EXERCISE:
From the listing below, count the lines that contain the string "birch", then state only that number.

DATASET EXCERPTS:
· · · · · · ·

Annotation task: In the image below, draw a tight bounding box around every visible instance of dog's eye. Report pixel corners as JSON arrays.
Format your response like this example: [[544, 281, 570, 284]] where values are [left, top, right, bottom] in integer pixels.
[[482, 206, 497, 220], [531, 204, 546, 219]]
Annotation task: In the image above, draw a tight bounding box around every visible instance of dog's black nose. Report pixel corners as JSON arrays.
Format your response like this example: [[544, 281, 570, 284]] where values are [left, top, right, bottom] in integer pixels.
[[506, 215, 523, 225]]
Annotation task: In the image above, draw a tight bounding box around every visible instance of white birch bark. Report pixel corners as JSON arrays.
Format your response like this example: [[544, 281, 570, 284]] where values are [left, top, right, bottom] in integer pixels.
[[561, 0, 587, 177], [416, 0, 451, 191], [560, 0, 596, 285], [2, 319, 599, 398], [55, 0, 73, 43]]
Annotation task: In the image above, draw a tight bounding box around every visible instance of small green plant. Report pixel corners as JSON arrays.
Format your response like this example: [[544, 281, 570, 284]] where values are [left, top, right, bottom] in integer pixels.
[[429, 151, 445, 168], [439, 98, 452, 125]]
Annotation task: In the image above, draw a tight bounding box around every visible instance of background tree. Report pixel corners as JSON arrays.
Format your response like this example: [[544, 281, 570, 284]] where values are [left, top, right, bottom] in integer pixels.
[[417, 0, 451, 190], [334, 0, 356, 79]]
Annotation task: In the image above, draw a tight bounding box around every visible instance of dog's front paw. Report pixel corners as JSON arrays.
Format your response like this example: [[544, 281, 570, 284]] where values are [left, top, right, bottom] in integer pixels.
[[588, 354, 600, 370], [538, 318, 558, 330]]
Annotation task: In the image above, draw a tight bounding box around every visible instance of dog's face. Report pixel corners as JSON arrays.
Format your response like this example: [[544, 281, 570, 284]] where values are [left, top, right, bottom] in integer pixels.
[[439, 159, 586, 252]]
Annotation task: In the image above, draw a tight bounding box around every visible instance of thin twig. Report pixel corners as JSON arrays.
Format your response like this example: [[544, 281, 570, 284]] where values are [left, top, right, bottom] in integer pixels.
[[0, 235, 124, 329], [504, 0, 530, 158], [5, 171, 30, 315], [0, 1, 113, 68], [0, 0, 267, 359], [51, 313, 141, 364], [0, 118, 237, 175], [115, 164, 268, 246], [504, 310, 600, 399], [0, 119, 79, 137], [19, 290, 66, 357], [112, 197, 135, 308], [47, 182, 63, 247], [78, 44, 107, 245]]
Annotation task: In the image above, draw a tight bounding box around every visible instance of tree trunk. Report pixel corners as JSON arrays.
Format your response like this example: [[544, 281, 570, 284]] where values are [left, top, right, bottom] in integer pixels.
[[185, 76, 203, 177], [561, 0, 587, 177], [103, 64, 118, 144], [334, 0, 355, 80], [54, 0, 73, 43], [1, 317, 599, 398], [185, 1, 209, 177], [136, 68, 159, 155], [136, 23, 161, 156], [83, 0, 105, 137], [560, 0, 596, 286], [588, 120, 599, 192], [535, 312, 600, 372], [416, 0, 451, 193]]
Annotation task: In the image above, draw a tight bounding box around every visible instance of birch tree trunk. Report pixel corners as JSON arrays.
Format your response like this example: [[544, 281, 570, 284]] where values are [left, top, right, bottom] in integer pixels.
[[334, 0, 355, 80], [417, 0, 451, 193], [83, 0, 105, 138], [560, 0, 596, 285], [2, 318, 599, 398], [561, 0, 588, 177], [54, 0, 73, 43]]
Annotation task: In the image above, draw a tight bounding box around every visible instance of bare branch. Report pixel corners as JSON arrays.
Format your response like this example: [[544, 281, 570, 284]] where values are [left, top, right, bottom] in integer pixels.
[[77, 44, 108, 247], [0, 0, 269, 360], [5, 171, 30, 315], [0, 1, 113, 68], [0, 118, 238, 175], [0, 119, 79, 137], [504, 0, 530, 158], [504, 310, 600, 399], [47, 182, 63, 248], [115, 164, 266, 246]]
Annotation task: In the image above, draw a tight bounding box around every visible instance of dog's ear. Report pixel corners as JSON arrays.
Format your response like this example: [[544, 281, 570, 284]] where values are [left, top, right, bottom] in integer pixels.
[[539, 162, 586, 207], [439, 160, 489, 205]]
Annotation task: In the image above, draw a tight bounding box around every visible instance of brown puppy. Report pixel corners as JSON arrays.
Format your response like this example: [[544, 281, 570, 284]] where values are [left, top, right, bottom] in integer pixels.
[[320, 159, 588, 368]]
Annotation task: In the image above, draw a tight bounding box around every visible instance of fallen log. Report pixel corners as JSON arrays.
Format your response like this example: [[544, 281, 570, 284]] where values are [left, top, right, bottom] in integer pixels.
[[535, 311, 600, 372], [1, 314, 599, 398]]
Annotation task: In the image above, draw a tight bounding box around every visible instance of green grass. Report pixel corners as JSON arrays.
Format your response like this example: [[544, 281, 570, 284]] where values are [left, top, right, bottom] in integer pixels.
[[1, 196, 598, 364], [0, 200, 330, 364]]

· · · · · · ·

FINISHED EXERCISE:
2